▶ _TASK_
Return every line in the records below that contains the word "green".

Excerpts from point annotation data

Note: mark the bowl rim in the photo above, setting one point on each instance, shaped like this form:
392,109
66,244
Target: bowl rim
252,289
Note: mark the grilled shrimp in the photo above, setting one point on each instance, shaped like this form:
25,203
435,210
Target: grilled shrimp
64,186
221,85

...

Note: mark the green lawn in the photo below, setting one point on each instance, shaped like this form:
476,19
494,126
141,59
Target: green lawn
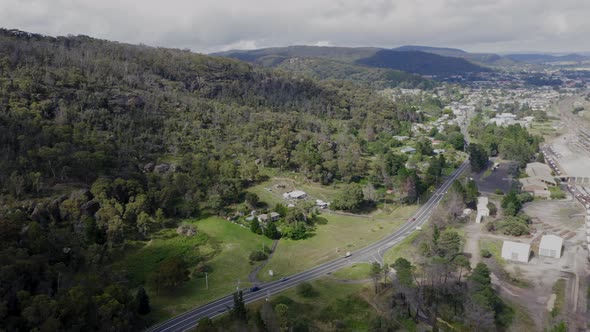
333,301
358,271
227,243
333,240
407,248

▶ _TASK RESPONSE_
Note: mark the green lawn in the photo below, setting one point on each instance, shaped like this form:
Target: green lawn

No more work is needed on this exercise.